Top of DATASET EXTRACT

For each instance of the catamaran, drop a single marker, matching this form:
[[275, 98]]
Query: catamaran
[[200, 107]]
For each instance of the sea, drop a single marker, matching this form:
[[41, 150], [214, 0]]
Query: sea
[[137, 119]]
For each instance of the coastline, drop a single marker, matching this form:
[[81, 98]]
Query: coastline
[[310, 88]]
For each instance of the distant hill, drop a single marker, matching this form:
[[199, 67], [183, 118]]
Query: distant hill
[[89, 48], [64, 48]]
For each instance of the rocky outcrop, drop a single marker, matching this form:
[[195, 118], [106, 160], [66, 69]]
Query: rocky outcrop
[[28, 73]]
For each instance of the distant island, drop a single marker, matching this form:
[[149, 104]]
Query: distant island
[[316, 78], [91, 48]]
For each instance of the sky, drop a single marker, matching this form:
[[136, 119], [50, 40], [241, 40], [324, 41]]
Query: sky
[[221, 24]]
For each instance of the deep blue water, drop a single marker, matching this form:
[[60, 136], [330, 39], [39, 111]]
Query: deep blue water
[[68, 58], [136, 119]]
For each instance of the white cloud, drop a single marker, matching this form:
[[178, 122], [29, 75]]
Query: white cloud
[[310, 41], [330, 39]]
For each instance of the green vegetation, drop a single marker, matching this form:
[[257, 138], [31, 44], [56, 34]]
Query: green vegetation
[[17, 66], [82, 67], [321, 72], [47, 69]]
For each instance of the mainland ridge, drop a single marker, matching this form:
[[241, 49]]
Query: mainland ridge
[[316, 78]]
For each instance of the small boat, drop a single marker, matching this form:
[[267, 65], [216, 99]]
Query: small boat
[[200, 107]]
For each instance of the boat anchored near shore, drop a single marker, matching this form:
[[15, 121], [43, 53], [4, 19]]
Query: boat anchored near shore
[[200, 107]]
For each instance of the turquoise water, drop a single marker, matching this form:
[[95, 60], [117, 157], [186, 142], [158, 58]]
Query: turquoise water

Bottom of DATASET EXTRACT

- **EXERCISE DETAILS**: Within the material above, copy exactly the lines from the line that holds "[[136, 119], [50, 40], [241, 40], [324, 41]]" up to and including the line that holds "For each instance of the green".

- **EXERCISE RESPONSE**:
[[136, 119], [50, 40], [241, 40], [324, 41]]
Query: sky
[[221, 24]]
For each instance of the deep blue water, drop a single marker, matching this form:
[[60, 136], [330, 39], [39, 111]]
Query: deep blue water
[[68, 58], [136, 119]]
For each instance of the white cloud, drop a single marker, matching this form:
[[178, 122], [29, 75]]
Query: white cloud
[[310, 41], [330, 39]]
For each instance of the green vegetation, drop a single marker, matching this form:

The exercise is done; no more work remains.